**TASK INSTRUCTIONS**
Gather every line in the items below that contains the word "convertible", and treat case as significant.

─── PROVIDED RECORDS ───

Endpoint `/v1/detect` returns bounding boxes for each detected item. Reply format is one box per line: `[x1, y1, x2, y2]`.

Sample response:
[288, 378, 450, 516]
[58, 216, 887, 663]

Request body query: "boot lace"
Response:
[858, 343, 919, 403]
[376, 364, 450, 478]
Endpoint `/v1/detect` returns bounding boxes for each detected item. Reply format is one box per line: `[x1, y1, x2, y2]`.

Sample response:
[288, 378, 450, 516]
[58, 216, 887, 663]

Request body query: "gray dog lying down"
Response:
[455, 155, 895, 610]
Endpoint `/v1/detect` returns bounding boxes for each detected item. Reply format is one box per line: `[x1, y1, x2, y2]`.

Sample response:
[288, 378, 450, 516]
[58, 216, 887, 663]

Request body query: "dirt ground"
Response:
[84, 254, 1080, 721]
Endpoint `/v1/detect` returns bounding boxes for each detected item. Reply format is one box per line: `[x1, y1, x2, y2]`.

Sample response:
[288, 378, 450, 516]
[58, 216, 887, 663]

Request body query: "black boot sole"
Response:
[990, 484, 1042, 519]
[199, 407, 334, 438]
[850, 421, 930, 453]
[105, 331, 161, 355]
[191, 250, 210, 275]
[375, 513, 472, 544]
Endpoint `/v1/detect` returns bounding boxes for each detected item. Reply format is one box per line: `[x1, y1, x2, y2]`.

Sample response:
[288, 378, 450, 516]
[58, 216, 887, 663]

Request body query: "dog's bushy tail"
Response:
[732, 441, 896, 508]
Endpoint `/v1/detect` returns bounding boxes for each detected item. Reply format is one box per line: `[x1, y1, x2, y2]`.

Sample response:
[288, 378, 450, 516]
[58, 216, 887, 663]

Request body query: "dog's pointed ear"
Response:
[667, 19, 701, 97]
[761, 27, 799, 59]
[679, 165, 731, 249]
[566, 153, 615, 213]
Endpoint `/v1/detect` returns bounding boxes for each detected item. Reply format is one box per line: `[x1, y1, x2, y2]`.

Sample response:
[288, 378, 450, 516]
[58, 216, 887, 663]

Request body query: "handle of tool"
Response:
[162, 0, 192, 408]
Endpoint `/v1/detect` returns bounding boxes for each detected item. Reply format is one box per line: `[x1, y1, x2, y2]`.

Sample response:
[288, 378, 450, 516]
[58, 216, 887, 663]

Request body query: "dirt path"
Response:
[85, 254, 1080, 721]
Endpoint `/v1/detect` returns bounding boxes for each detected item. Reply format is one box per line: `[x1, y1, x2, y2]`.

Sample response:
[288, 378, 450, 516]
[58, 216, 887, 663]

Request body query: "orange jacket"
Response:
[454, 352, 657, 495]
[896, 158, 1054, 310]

───
─── PROVIDED RECORDS ───

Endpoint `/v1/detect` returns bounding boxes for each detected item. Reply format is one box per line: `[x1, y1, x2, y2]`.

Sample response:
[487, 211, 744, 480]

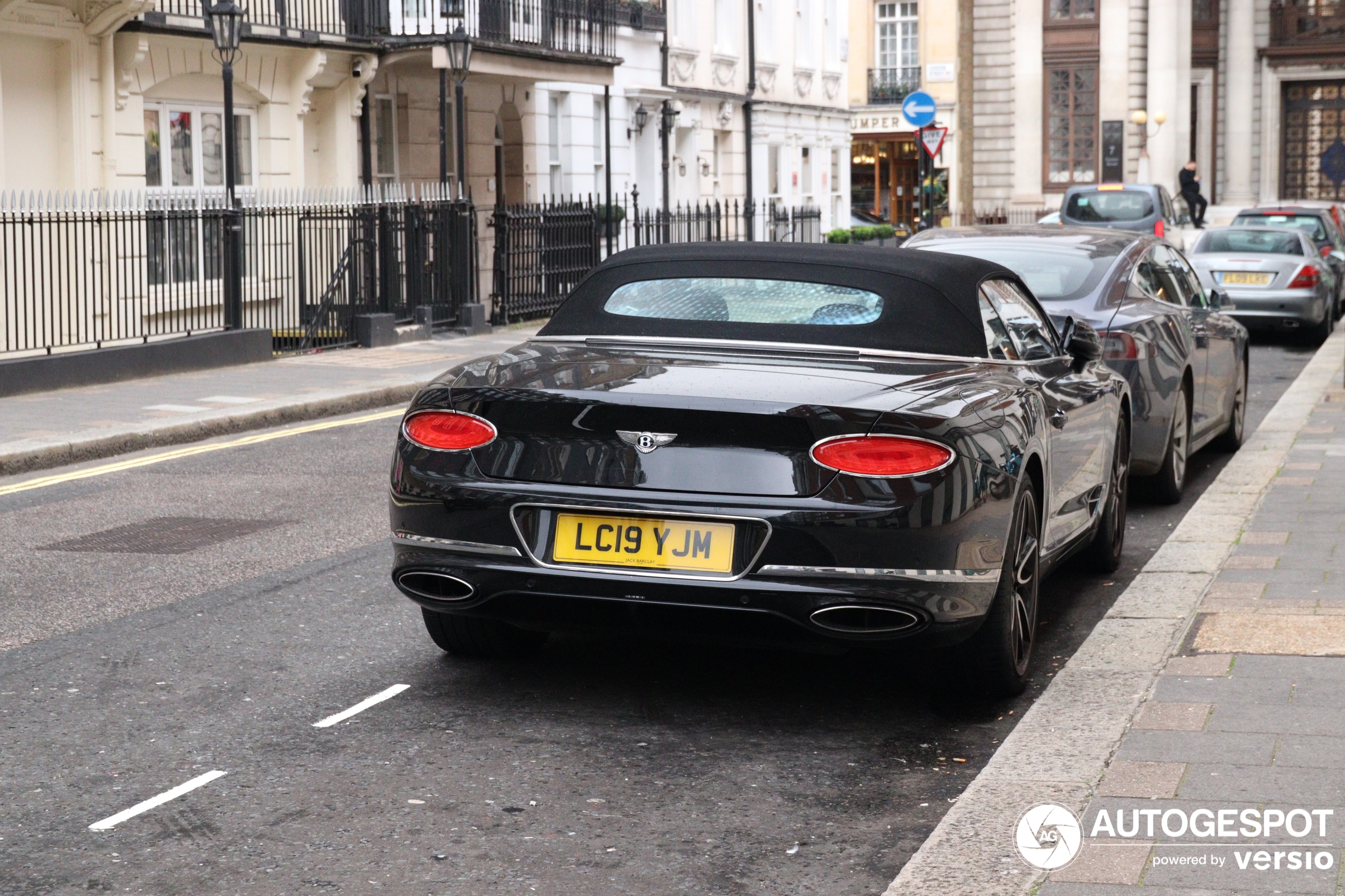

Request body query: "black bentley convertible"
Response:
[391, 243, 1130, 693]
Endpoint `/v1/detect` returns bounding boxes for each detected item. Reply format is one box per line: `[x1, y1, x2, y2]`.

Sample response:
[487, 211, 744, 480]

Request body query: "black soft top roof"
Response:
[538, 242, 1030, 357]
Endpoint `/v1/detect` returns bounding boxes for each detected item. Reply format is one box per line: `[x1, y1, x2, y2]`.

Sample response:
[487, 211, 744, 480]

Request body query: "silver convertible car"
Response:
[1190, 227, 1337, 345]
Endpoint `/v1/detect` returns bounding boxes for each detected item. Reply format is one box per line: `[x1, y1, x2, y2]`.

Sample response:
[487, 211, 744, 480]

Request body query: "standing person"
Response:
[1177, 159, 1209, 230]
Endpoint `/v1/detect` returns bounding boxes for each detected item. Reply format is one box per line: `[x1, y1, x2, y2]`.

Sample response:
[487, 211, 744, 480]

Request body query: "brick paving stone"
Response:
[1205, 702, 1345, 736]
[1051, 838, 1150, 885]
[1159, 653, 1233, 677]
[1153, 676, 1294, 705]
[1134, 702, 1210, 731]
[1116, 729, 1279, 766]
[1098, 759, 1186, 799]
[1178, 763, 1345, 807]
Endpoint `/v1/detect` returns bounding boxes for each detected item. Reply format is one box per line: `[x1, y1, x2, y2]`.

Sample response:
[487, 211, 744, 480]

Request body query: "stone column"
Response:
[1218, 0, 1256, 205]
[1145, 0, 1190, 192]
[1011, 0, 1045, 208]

───

**ANSWER TO THIS EXERCISE**
Request body query: "black bentley convertible"
Request body query: "silver convertible car"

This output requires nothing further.